======== Selected passage ========

New York's two U.S. senators joined the call for faster outflows from Lake Ontario Tuesday, as the International Joint Commission met to discuss whether to grant permission to send more water down the St. Lawrence River.
Groups of lakeshore property owners have agitated in recent weeks for more water to be let out of the lake now, contending that would reduce the chances of damaging floods next spring.
But the IJC's engineers said during a public webinar Nov. 20 that faster flows would not guarantee those results. They said a snowy winter and a wet spring might trigger floods regardless of current flows.
The senators, however, wrote in a letter to the IJC that they are concerned about the other four Great Lakes, all of which show water levels well above normal for this time of year.
Lake Erie was 25 inches above its long-term average Friday, according to the Army Corps of Engineers. Lake Michigan and Lake Huron were 32 inches above average and Lake Superior was 11 inches above normal.
Although Lake Ontario was only 3 inches above normal for the first week of December, the water from the other lakes eventually will arrive there.

======== Dataset content ========

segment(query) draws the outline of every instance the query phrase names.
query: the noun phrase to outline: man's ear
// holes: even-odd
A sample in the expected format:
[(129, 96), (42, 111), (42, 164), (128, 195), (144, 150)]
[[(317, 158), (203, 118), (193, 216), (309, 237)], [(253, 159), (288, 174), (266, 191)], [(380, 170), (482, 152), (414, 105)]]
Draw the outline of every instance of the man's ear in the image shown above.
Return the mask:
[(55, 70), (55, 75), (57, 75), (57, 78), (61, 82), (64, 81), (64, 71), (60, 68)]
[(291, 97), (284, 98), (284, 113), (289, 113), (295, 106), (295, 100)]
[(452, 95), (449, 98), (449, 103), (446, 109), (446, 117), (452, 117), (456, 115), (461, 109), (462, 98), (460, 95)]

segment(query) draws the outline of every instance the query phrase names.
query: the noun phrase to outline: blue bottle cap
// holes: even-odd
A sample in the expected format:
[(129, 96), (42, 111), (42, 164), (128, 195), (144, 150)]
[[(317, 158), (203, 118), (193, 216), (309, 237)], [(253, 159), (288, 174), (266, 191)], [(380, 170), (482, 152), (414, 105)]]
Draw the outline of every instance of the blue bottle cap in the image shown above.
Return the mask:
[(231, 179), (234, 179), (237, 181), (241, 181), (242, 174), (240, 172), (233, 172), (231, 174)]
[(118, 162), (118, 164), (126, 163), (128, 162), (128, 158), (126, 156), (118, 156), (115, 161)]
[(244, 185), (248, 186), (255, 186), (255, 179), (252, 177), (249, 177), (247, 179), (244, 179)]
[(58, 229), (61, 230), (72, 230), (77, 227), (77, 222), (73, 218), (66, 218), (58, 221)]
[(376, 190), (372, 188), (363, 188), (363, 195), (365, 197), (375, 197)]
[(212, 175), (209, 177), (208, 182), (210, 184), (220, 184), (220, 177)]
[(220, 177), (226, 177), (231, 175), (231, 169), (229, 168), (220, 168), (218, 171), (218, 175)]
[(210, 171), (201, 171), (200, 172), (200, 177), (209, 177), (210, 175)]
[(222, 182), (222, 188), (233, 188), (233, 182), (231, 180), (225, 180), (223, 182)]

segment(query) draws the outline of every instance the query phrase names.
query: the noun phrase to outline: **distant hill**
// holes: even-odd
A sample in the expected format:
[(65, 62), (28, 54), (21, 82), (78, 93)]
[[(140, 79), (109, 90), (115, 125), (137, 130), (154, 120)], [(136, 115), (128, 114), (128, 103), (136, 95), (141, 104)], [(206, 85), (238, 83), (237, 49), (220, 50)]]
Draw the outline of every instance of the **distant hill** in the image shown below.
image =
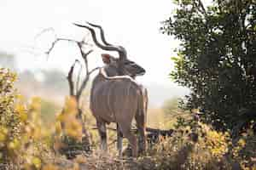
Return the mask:
[(157, 82), (144, 83), (148, 91), (149, 107), (161, 106), (163, 102), (173, 97), (183, 97), (189, 94), (188, 88), (178, 87), (173, 82), (159, 84)]

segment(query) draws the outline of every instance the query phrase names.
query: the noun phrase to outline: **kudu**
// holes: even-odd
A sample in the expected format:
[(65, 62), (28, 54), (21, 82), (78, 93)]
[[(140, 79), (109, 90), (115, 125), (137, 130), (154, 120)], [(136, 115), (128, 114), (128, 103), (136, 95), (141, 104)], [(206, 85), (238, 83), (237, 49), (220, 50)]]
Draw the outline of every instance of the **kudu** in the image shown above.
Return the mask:
[(96, 119), (102, 149), (108, 150), (106, 123), (116, 122), (117, 148), (119, 156), (122, 154), (122, 139), (125, 137), (131, 146), (132, 156), (137, 156), (137, 139), (131, 133), (131, 122), (135, 118), (138, 128), (139, 150), (143, 151), (146, 149), (148, 94), (146, 88), (137, 84), (134, 78), (143, 75), (145, 70), (127, 59), (125, 48), (108, 43), (100, 26), (88, 24), (100, 30), (101, 38), (104, 44), (97, 41), (93, 28), (75, 25), (88, 29), (97, 47), (119, 54), (118, 59), (107, 54), (102, 54), (105, 65), (101, 68), (99, 74), (93, 80), (90, 91), (90, 108)]

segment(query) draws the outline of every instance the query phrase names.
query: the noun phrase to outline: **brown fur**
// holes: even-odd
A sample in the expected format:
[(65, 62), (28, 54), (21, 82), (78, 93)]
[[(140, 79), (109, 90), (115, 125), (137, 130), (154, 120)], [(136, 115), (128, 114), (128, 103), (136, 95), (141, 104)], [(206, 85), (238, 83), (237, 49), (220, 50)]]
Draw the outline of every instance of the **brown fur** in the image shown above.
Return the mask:
[(147, 105), (147, 90), (132, 78), (127, 76), (108, 76), (101, 69), (92, 83), (90, 110), (97, 122), (102, 149), (107, 150), (105, 124), (116, 122), (131, 145), (132, 156), (137, 156), (137, 139), (131, 132), (131, 122), (135, 117), (139, 132), (139, 146), (144, 150)]

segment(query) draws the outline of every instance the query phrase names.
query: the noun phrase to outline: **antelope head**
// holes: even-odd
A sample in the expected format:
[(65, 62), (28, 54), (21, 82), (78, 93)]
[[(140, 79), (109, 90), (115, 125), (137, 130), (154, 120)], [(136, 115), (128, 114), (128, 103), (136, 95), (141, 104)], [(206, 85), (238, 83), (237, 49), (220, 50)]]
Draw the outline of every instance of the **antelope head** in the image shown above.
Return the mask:
[[(137, 76), (143, 76), (145, 74), (146, 71), (142, 66), (127, 59), (127, 52), (124, 47), (112, 45), (106, 41), (104, 31), (102, 26), (89, 22), (87, 22), (87, 24), (92, 27), (79, 24), (74, 25), (89, 30), (95, 44), (98, 48), (106, 51), (115, 51), (119, 54), (119, 58), (114, 58), (108, 54), (102, 54), (102, 61), (105, 64), (104, 69), (108, 76), (113, 76), (128, 75), (132, 78), (135, 78)], [(100, 43), (96, 39), (94, 28), (98, 28), (100, 30), (101, 39), (103, 44)]]

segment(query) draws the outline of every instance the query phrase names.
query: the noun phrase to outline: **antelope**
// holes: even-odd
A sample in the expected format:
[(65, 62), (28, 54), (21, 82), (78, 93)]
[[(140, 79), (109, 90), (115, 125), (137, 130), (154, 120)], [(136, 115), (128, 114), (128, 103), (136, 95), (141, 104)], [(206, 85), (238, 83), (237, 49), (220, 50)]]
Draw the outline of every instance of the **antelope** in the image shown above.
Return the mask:
[[(90, 108), (96, 120), (96, 126), (101, 139), (101, 148), (107, 151), (106, 124), (117, 123), (117, 149), (122, 155), (122, 139), (126, 138), (131, 146), (132, 156), (137, 157), (138, 151), (146, 149), (146, 112), (148, 107), (147, 89), (135, 81), (137, 76), (145, 74), (145, 70), (127, 59), (125, 48), (114, 46), (107, 42), (103, 29), (97, 25), (88, 23), (92, 27), (98, 28), (101, 32), (100, 43), (92, 27), (78, 25), (91, 33), (95, 44), (107, 51), (115, 51), (119, 58), (108, 54), (102, 54), (104, 66), (100, 69), (94, 78), (90, 90)], [(138, 129), (137, 139), (131, 133), (131, 122), (135, 118)]]

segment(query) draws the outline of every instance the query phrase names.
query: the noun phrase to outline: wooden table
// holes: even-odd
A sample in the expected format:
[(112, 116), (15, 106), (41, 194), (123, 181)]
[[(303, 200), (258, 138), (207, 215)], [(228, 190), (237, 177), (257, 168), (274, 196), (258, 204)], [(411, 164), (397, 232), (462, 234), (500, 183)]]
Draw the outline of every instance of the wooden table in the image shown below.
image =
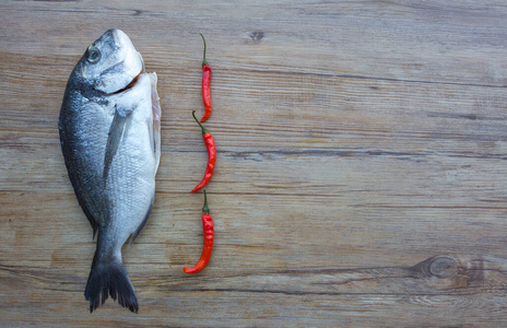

========

What this exercise asks:
• A. According to the article on Lake Ontario outflows, how far above its long-term average was Lake Erie on Friday?
• B. Repeat the part of the article on Lake Ontario outflows starting at "Lake Erie was" and ending at "inches above normal.".
The data comes from a source separate from the article on Lake Ontario outflows.

Numbered answers:
• A. Lake Erie was 25 inches above its long-term average.

• B.
Lake Erie was 25 inches above its long-term average Friday, according to the Army Corps of Engineers. Lake Michigan and Lake Huron were 32 inches above average and Lake Superior was 11 inches above normal.